As the winter solstice of 2009 approaches, Cung Le faces a two-front war. On one front stands Scott “Hands of Steel” Smith, a seasoned MMA fighter boasting a 16-6 record. On December 19, 2009, STRIKEFORCE: EVOLUTIONS will be held at the HP Pavilion in San Jose. It marks Cung’s first return to the cage after taking the Middleweight Champion belt off Frank Shamrock’s broken body in March of 2008. But a lot happened between then and now. Cung went off to make five films, two of which have been released in American already, FIGHTING and PANDORUM. In the interim, he wasn’t able to defend the belt, so he vacated it to Jake Shields.
His three other films, BODYGUARDS AND ASSASSINS (2009), TRUE LEGEND (2012) and TEKKEN (2010) are coming soon. In fact, that’s the other front. On December 18, 2009, BODYGUARDS AND ASSASSINS premieres in Asia. BODYGUARDS AND ASSASSINS is set up to be a mammoth blockbuster featuring an A-list Chinese cast including Donnie Yen, Eric Tsang, Fan Bingbing, Jun Hu, Nicholas Tse, Simon Yam, Tony Ka-Fai Leung and Jacky Cheung. Produced by award-winning director Peter Chan and directed by Teddy Chen, the film boasts one of the largest sets ever, a full-scale reproduction of central Hong Kong in 1905. It is vying for the most anticipated Asia film of the year alongside STORM WARRIORS, which opens the week prior.
Just before he was going to start more training, Cung Le granted us a private interview at his gym, Cung Le Universal Strength Headquarters in Milpitas CA.
GC: So you vacated the belt and now you’re fighting again. Take us through what happened there.
CL: Basically, I just got back from China filming BODYGUARDS AND ASSASSINS, and my Hollywood team, my manager and my agent were putting together this project called CERTAIN JUSTICE and it looked like we were going to be up and going at the end of this year. Basically, some things didn’t come through, so we pushed the project to next year. Plus one of the producers who I’ve worked with before, Jeremy Bolt, he was helping out with the project and he was stuck up in Toronto finishing up RESIDENT EVIL 4 because he’s one of the producers on that project. He won’t be done until the end of this month so we pushed that project to next year.
My deal with Scott Coker (of Strikeforce) is that if I’m not doing film, I should be fighting. It’s not like he’s pushing the contract on me or anything, but that’s our agreement. I can go and do movies and the movies can come first, but if I’m not doing that, I should be fighting.

Set task A: In the Cung Le article, at what venue will STRIKEFORCE: EVOLUTIONS be held?

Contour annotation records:
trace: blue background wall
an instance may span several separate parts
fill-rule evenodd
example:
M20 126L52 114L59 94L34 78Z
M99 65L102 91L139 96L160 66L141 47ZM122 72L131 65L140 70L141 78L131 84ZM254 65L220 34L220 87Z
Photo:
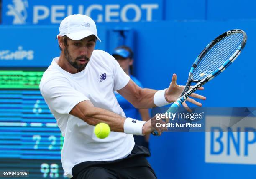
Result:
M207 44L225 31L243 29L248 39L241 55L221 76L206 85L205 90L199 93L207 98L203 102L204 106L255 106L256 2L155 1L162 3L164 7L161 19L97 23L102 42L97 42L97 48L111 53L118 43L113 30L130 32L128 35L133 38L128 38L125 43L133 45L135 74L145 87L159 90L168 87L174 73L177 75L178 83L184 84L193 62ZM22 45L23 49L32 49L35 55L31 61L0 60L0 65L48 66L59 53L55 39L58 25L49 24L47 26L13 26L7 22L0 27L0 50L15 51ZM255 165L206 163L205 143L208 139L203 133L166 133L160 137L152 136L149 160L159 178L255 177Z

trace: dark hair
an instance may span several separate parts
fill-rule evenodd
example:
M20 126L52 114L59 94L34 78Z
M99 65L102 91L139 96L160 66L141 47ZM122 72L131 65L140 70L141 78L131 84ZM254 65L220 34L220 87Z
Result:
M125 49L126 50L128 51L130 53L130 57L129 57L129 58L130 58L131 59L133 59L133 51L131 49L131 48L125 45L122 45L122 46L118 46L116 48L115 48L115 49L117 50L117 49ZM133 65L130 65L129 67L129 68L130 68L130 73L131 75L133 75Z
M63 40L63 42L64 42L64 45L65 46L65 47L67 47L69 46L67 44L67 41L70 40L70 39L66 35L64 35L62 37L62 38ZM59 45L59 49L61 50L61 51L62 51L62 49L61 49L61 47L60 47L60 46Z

...

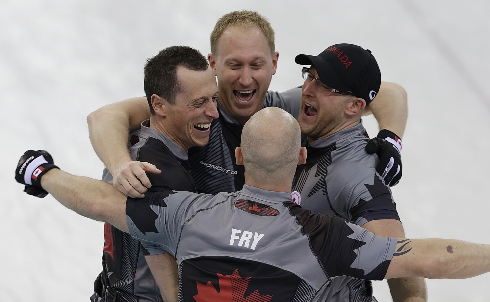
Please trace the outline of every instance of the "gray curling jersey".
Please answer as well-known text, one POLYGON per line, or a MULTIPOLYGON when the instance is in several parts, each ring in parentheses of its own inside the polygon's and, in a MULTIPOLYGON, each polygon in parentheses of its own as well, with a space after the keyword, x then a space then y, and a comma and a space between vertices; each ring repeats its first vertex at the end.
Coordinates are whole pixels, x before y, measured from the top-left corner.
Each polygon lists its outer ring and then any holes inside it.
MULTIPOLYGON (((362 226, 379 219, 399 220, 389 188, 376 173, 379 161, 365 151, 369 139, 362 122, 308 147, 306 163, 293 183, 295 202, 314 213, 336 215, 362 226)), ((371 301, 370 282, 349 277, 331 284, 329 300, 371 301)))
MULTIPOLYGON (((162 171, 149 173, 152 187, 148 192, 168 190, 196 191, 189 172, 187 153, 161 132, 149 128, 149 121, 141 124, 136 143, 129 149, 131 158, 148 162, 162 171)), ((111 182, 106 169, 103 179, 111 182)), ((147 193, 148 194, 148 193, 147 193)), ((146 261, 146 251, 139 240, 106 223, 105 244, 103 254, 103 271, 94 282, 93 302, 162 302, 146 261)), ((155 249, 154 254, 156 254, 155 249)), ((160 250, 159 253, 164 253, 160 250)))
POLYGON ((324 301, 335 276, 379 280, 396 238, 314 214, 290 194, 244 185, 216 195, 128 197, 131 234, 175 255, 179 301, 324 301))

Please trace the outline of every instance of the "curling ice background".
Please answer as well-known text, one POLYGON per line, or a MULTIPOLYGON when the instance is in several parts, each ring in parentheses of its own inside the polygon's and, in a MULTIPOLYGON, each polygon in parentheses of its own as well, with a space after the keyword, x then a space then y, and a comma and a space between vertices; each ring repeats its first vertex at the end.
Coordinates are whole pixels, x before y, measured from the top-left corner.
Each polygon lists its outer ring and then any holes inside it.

...

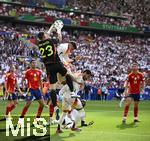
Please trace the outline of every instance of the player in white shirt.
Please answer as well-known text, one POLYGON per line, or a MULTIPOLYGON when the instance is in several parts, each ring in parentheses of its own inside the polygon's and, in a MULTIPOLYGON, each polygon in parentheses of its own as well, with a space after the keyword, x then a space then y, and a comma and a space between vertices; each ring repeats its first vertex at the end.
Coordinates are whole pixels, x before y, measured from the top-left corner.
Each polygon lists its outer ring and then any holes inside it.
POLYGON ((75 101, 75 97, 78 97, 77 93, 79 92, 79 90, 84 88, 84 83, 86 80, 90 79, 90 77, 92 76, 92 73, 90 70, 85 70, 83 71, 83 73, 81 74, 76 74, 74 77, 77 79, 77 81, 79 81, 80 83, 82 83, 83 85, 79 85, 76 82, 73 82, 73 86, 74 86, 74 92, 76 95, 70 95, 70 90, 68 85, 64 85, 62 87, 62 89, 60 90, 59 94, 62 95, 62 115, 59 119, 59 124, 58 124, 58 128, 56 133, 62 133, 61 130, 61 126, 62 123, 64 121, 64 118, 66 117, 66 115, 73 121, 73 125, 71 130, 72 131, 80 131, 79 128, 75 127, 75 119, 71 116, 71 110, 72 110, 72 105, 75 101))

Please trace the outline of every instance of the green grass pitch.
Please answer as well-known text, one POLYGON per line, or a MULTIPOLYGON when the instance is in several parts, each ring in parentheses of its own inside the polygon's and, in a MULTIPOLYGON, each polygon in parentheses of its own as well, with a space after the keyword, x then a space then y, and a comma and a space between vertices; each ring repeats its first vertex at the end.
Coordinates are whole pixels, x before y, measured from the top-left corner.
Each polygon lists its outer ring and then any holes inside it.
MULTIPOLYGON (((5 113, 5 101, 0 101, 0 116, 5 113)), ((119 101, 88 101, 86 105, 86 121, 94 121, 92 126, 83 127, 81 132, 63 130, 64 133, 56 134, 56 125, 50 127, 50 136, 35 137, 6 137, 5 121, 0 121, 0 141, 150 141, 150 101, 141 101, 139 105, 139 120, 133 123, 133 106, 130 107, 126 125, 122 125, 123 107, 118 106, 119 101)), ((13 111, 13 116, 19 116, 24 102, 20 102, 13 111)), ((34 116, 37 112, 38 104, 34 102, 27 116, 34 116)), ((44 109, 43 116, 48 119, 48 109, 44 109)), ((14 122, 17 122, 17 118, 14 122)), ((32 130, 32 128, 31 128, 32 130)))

Set task B: Report each line of the rows above that contains the string "trace". Case counts.

Correct response A: The HP Pavilion in San Jose.

Correct response B:
trace: blue background wall
trace: dark hair
Please trace the outline of every instance of the "gray curling jersey".
Please trace the outline of every instance of the "curling ice background".
Please trace the outline of every instance of the player in white shirt.
Please trace the outline of every instance of the green grass pitch.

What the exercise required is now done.